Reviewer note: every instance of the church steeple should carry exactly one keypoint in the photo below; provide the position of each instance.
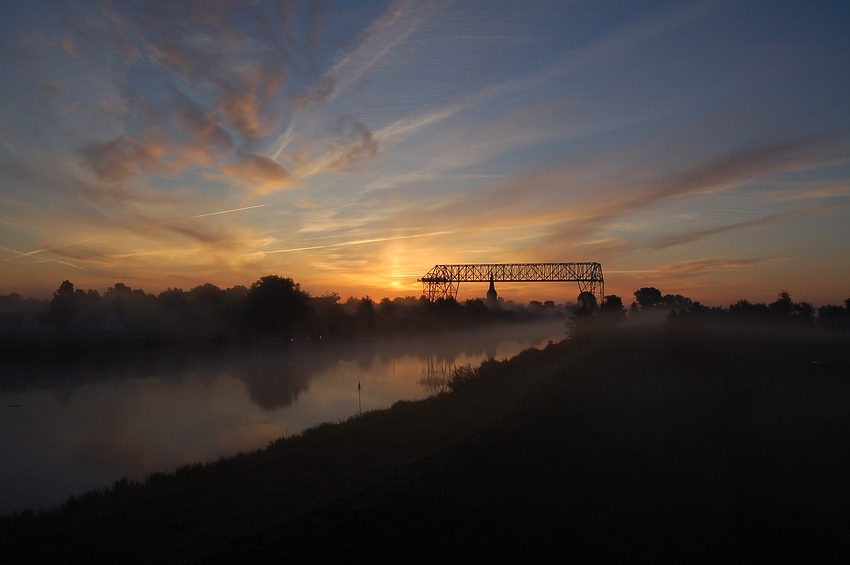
(491, 294)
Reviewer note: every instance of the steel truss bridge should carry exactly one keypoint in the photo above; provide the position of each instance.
(443, 280)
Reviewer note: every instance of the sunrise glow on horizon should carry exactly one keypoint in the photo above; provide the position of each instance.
(699, 147)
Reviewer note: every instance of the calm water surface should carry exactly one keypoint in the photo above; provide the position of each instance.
(96, 427)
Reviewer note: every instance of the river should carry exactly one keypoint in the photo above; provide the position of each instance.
(96, 427)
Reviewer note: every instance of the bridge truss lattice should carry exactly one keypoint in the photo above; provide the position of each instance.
(443, 281)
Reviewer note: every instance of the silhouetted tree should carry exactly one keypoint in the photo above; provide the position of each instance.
(64, 306)
(648, 296)
(612, 308)
(783, 305)
(277, 306)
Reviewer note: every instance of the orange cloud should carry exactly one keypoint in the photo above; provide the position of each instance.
(256, 172)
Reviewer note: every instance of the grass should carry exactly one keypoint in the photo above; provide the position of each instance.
(686, 444)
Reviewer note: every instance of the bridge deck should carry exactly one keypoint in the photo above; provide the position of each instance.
(443, 281)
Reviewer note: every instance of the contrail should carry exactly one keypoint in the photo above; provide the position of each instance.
(19, 254)
(225, 212)
(37, 251)
(357, 242)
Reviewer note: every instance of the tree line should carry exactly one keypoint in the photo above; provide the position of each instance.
(277, 306)
(272, 306)
(649, 301)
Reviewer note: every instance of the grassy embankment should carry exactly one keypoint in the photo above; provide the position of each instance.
(683, 444)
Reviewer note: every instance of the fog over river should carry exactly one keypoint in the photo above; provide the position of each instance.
(88, 427)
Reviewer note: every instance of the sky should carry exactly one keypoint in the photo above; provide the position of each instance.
(699, 147)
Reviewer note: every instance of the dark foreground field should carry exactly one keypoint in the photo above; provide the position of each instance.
(681, 444)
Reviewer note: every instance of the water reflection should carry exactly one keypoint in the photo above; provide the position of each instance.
(85, 424)
(436, 374)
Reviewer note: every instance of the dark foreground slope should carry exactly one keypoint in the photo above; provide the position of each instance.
(637, 445)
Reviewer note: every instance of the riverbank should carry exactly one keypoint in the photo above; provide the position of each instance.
(635, 444)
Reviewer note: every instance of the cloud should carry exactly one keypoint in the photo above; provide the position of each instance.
(256, 172)
(120, 158)
(671, 240)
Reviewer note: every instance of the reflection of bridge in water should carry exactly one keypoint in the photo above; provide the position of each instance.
(443, 280)
(436, 374)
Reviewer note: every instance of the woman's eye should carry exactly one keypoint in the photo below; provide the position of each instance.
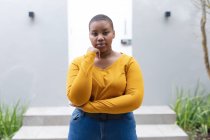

--------------------------------------------------

- [INSTRUCTIONS TO FOLLOW]:
Nothing but the pictures is to be left out; the rest of the listing should be copied exactly.

- [EXPECTED ANSWER]:
Reviewer note: every instance of the church steeple should carry exactly one keypoint in the photo below; provide the position of each instance.
(491, 294)
Reviewer note: every instance of the steel truss bridge should carry exactly one keypoint in the photo above; provide the position of each instance.
(443, 280)
Reviewer note: every instance of the sunrise glow on horizon should carry exactly one keypoint in the photo above; provide the position of each instance.
(699, 147)
Reviewer note: every instance of the calm water surface should carry exactly one keypoint in the photo above; provide the position of each instance.
(96, 427)
Reviewer note: every instance of the river should carry exactly one keypoint in the photo above; provide the position of each instance.
(96, 427)
Reviewer note: every instance of the bridge truss lattice should carry exactly one keypoint in the photo above; provide the position of each instance.
(443, 281)
Reviewer note: every instance of the silhouetted tree should carry exactly one keypoint in the photo above; provide the position of each instance.
(64, 306)
(648, 296)
(612, 308)
(783, 305)
(277, 306)
Reviewer note: every instance of the orange cloud should carry exactly one keypoint in the photo above; provide the position of each instance.
(256, 172)
Reviewer note: every instance of the grass should carry exactly one keypoint in the photo above; provide the position of each instance.
(686, 444)
Reviewer note: every instance of the bridge deck should carry exactly one keypoint in the photo above; provide the position of each instance.
(443, 281)
Reviewer note: every instance of the contrail should carry exactly one keypoint in the photo above; provide the position of each instance.
(19, 254)
(225, 212)
(37, 251)
(357, 242)
Reviewer note: every instance of the tree line should carry exactly one keypoint in the photo above; provide the position of each instance.
(277, 306)
(272, 306)
(649, 301)
Reviewer note: every instance of the grassy embankment should carry exactly one keypoint in the photo above; provide the position of each instance.
(683, 444)
Reviewer note: every instance of the fog over river should carry exactly one keypoint in the photo above; provide the position of each instance.
(88, 427)
Reviewer note: every instance of the sky should carry exactly one keypoint in the photo above; provide the position of each instance.
(699, 147)
Reviewer note: every instance of the dark foreground field should carry exactly one keypoint in the photo above; provide the position of each instance.
(681, 444)
Reviewer note: every instance of the water reflection should carry exactly one keypoint in the photo above; provide the position of each instance.
(85, 424)
(436, 374)
Reviewer note: every instance of the dark foreground slope should carry exactly one keypoint in the photo above; provide the position of each instance.
(637, 445)
Reviewer note: every instance of the riverbank should carry exactly one keypoint in the photo above; provide the position of each instance.
(635, 444)
Reviewer note: every instance of the cloud should carry exactly one keypoint in the photo above; provide the position of each instance.
(256, 172)
(120, 158)
(671, 240)
Reviewer note: every instance of the reflection of bridge in water should carry exactly one keypoint in the photo above; provide the position of each instance.
(443, 280)
(436, 374)
Reviewer note: every instance of the woman's eye should carry exactly one keypoint in the photo below; provide the position of each instance.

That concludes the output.